TASK LIST:
A) In the passage on asthma inhalers, what releases the medication in most metered dose inhalers?
B) Carry the passage on asthma inhalers forward from its last sentence.

EXCERPT TO READ:
--*--

Here's information that will help you weigh the pros and cons of different asthma inhalers.
By Mayo Clinic Staff
Asthma inhalers are hand-held portable devices that deliver medication to your lungs. A variety of asthma inhalers are available to help control asthma symptoms in adults and children. Certain types of asthma inhalers may work better for you than do others. Finding the right asthma inhaler can help make sure you get the right dose of medication to prevent or treat asthma attacks whenever you need it.
Types of asthma inhalers include:
- Metered dose inhalers. These inhalers consist of a pressurized canister containing medication that fits into a boot-shaped plastic mouthpiece. With most metered dose inhalers, medication is released by pushing the canister into the boot. One type of metered dose inhaler releases medication automatically when you inhale. Some metered dose inhalers have counters so that you know how many doses remain. If there's no counter, you'll need to track the number of doses you've used to tell when the inhaler's low on medication.

--*--

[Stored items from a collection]
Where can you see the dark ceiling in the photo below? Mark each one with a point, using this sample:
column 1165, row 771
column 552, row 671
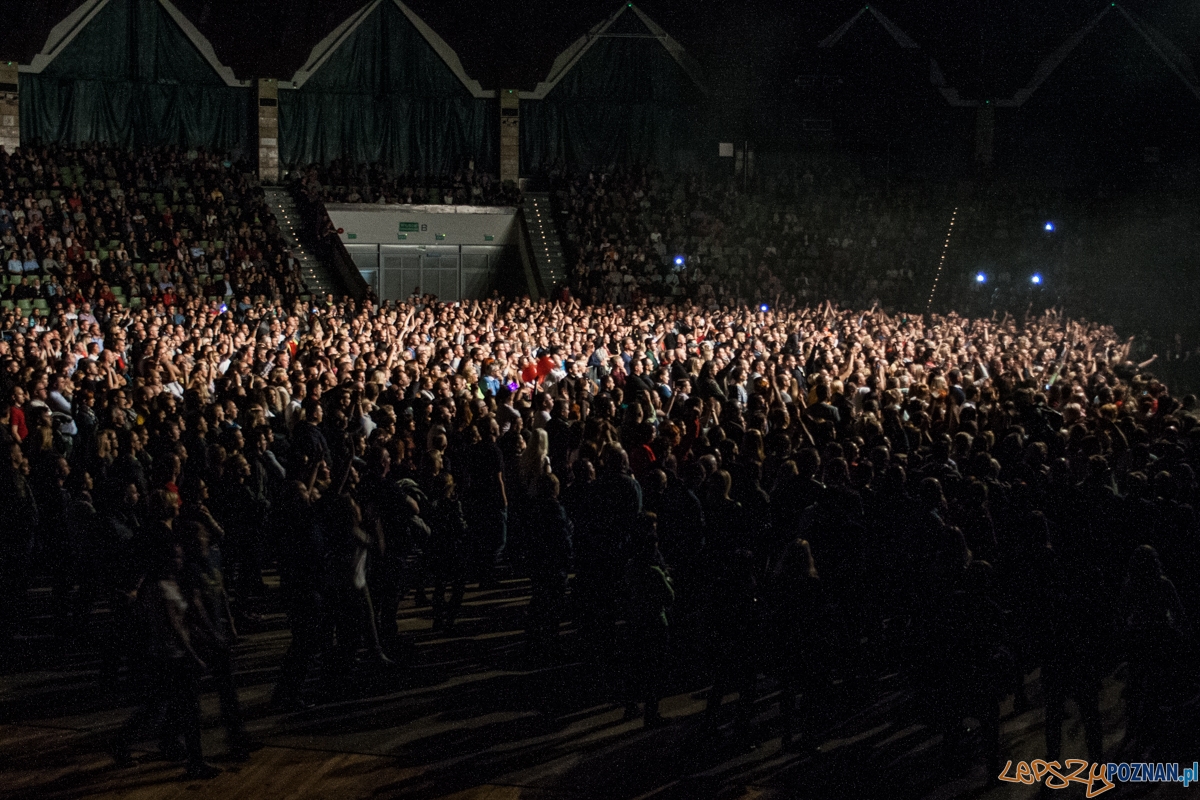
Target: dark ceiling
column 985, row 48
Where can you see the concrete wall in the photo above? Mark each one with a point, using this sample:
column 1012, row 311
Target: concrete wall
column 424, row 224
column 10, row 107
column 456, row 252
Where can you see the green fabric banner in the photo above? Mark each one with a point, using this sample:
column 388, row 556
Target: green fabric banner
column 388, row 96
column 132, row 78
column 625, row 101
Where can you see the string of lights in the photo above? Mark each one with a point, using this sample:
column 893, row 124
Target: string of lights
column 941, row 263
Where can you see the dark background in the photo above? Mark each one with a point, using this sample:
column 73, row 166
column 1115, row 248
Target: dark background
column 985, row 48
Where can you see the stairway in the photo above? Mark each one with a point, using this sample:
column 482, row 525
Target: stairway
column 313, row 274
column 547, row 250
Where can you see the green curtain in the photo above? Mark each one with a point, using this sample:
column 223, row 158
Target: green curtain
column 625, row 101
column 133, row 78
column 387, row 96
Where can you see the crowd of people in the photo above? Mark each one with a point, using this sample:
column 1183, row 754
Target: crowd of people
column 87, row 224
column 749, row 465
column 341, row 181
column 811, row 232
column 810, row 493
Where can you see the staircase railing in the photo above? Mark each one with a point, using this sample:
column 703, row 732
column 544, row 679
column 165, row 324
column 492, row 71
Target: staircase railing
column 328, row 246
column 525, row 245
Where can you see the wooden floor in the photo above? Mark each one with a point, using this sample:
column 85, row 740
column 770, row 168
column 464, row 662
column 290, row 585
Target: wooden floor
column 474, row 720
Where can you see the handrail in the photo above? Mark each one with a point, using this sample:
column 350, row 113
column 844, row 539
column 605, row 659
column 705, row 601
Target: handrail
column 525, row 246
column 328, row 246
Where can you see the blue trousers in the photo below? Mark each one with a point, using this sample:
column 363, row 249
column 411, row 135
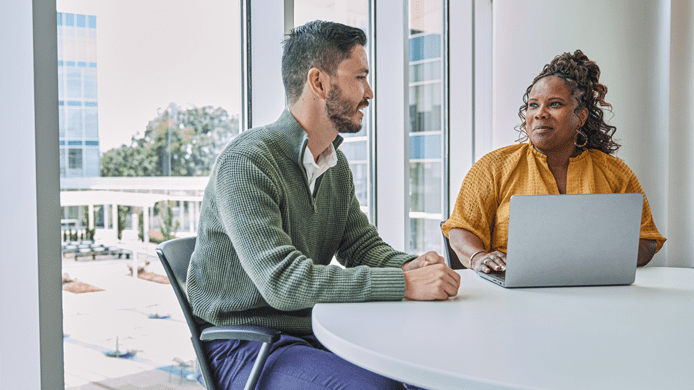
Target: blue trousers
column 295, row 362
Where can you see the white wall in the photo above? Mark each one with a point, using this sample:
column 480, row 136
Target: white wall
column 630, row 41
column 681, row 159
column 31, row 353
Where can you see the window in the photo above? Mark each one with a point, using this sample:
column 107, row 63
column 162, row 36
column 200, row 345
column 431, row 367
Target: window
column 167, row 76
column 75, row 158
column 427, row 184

--*--

ANSWERS TO THIS EXERCISE:
A) Pushing the canister into the boot.

B)
- Metered dose inhaler with a spacer. A spacer holds medication after it's released, making it easier to inhale the full dose. Releasing the medication into the spacer gives you time to inhale more slowly, decreasing the amount of medicine that's left on the back of your throat and increasing the amount that reaches your lungs. Some metered dose inhalers have a built-in spacer. Others can be used with a separate spacer that attaches to the inhaler.
- Dry powder inhaler. These inhalers don't use a chemical propellant to push the medication out of the inhaler. Instead, the medication is released by breathing in a deep, fast breath. Available types include a dry powder tube inhaler, a powder disk inhaler and a single-dose powder disk inhaler.
Choosing the right kind of asthma inhaler for you depends on several factors. Keep in mind, some medications are available only with certain inhaler types. The chart below can help you understand the pros and cons of each type. Work with your doctor to find the inhaler that best meets your needs.
Asthma inhaler features
|Metered dose inhaler ||Metered dose inhaler with a spacer ||Dry powder inhaler
|Small and convenient to carry.
||Less convenient to carry than a metered dose inhaler without a spacer.
||Small and convenient to carry.
|Doesn't require a deep, fast breath.
||Doesn't require a deep, fast breath.
||Requires a deep, fast breath.
|Accidently breathing out a little isn't a problem.
||Accidently breathing out a little isn't a problem.
||Accidently breathing out a little can blow away the medication.
|Some inhalers require coordinating your breath with medication release.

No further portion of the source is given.